Reproduce the data, keeping every word exactly as it is.

*** Opening Input ***

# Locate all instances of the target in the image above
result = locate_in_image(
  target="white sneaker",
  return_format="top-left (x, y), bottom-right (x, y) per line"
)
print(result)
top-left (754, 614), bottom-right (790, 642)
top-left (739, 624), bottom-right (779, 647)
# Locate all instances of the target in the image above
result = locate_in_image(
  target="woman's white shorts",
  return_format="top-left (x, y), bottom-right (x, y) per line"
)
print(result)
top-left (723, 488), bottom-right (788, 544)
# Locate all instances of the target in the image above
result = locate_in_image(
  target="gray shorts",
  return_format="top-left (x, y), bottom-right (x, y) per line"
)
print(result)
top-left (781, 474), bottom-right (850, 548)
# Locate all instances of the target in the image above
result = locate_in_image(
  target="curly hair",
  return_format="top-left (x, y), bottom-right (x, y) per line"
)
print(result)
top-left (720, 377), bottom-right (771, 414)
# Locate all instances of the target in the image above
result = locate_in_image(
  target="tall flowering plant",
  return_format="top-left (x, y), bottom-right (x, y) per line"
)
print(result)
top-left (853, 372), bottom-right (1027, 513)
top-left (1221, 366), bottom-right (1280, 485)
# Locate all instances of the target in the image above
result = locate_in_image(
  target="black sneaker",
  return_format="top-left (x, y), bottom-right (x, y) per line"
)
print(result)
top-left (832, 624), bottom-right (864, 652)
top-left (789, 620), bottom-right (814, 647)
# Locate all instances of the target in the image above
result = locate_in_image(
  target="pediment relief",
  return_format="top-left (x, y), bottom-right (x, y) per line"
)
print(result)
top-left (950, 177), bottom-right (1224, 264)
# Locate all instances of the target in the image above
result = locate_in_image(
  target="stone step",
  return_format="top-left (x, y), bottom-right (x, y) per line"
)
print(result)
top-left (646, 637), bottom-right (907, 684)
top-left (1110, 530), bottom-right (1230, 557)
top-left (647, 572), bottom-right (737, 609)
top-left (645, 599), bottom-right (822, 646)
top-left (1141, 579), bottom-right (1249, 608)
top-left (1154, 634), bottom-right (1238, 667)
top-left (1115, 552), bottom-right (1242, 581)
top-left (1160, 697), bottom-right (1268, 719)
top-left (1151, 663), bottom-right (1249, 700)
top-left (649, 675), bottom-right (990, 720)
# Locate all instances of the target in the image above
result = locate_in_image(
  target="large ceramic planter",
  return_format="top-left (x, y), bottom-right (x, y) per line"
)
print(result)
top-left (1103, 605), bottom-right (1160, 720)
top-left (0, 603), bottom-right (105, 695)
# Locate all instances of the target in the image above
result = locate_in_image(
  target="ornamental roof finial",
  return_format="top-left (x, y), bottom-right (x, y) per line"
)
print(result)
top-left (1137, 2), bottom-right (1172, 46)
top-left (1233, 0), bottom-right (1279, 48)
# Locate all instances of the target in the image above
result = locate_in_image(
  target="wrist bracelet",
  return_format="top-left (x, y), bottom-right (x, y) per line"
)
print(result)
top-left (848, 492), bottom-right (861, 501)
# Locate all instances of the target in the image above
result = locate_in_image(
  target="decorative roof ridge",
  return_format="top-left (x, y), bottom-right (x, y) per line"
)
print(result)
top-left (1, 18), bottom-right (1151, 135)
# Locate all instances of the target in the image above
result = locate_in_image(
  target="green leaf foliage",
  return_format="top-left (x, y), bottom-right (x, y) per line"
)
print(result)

*** Closing Input ***

=== Task answer ===
# Locate all instances of the target in the image above
result = locate_in_image(
  target="white sneaker",
  return_format="top-left (x, y), bottom-right (x, y) per line"
)
print(result)
top-left (754, 614), bottom-right (790, 642)
top-left (739, 624), bottom-right (779, 647)
# Locate all instances of the target in the image above
result = locate_in_image(
  target="woman's white shorts",
  return_format="top-left (x, y), bottom-right (x, y) per line"
)
print(result)
top-left (723, 488), bottom-right (788, 544)
# Locate all instances of the target in the image above
result = locate_in_image(
  target="gray shorts",
  return_format="top-left (x, y), bottom-right (x, y) per line"
)
print(result)
top-left (781, 474), bottom-right (850, 548)
# Locate all instances of the target in the image above
result = locate_in_image(
  target="curly hair",
  return_format="top-left (x, y), bottom-right (x, y) per line"
)
print(result)
top-left (720, 377), bottom-right (771, 414)
# Locate all instances of the target in the image above
result = locate_in_image(
  target="tall flowering plant",
  return_format="top-left (x, y), bottom-right (x, y) per line"
)
print(result)
top-left (853, 372), bottom-right (1027, 513)
top-left (1221, 366), bottom-right (1280, 485)
# Locate all instances of the target in the image above
result = locate_in_image(
  target="black sneaker",
  return_format="top-left (x, y), bottom-right (x, y) per line"
)
print(result)
top-left (832, 624), bottom-right (864, 652)
top-left (789, 620), bottom-right (814, 647)
# Locate all instances of the target in the image above
result = locate_in_image(
  target="pediment relief",
  return_format="top-left (x, y), bottom-right (x, y) per line"
)
print(result)
top-left (950, 177), bottom-right (1224, 264)
# Locate all instances of the target in the image above
result = locate_in_image(
  target="stone step",
  return_format="top-left (x, y), bottom-right (x, y) per line"
)
print(result)
top-left (646, 637), bottom-right (907, 684)
top-left (1110, 530), bottom-right (1230, 557)
top-left (647, 572), bottom-right (737, 609)
top-left (645, 599), bottom-right (822, 646)
top-left (1141, 579), bottom-right (1249, 608)
top-left (1154, 634), bottom-right (1238, 667)
top-left (1115, 552), bottom-right (1242, 581)
top-left (1160, 697), bottom-right (1268, 719)
top-left (1151, 663), bottom-right (1249, 700)
top-left (649, 675), bottom-right (990, 720)
# Locate all instances of the target in the image above
result = locate_in_image(
  target="large ceramic planter",
  return_format="top-left (x, y), bottom-right (x, y) per line"
)
print(result)
top-left (1103, 605), bottom-right (1160, 720)
top-left (0, 603), bottom-right (105, 695)
# Locate all instances of the target in the image above
result = locate_in_image(
  target="ornamental roof finial",
  return_format="top-left (x, y), bottom-right (x, y) per line"
)
print(result)
top-left (1137, 2), bottom-right (1172, 46)
top-left (1233, 0), bottom-right (1279, 48)
# Locate all instances of the target in the image above
result = locate_in_image(
  target="wrist bracelet",
  return_format="top-left (x, y), bottom-right (x, y) per line"
)
print(result)
top-left (848, 492), bottom-right (861, 501)
# Locate all instances of the target in the image above
result = locate_in_image(
  target="decorative roof ridge",
  return_format="top-left (x, y), bottom-right (x, y) per line"
)
print(result)
top-left (1, 18), bottom-right (1151, 135)
# Locate all instances of the target in the image above
result = locate_in_image(
  target="green leaf foliage",
  return_format="top-left (x, y), bottom-right (x, y) per line"
)
print(result)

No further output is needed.